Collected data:
****
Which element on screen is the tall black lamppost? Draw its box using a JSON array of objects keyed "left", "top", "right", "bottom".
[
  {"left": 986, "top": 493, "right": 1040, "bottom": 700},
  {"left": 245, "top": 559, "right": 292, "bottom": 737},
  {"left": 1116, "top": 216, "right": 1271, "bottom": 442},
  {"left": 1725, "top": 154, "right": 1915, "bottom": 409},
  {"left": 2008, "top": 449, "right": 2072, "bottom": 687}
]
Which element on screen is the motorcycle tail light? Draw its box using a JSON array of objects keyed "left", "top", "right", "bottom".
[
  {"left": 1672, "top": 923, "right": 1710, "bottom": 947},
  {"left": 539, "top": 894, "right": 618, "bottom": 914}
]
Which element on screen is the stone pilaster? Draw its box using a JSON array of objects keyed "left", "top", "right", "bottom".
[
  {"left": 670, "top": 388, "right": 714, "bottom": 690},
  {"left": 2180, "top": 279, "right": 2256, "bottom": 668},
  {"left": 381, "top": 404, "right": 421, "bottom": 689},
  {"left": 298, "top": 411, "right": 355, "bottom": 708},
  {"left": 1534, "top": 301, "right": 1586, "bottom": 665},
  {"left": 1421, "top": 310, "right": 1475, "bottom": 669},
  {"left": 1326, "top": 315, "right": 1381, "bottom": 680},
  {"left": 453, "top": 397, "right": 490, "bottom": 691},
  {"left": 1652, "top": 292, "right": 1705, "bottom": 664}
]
****
An exact copy of the line containing "Which element on screen is the stone" and all lines after it, through the last line of the entries, is the required answer.

Which element on screen is the stone pilaster? Draw its box using a JSON array of objects keyed "left", "top", "right", "bottom".
[
  {"left": 670, "top": 388, "right": 714, "bottom": 690},
  {"left": 2180, "top": 279, "right": 2256, "bottom": 668},
  {"left": 381, "top": 404, "right": 421, "bottom": 689},
  {"left": 298, "top": 411, "right": 355, "bottom": 708},
  {"left": 1534, "top": 301, "right": 1586, "bottom": 665},
  {"left": 1421, "top": 310, "right": 1475, "bottom": 669},
  {"left": 1326, "top": 315, "right": 1381, "bottom": 680},
  {"left": 453, "top": 397, "right": 490, "bottom": 691},
  {"left": 1652, "top": 292, "right": 1705, "bottom": 664}
]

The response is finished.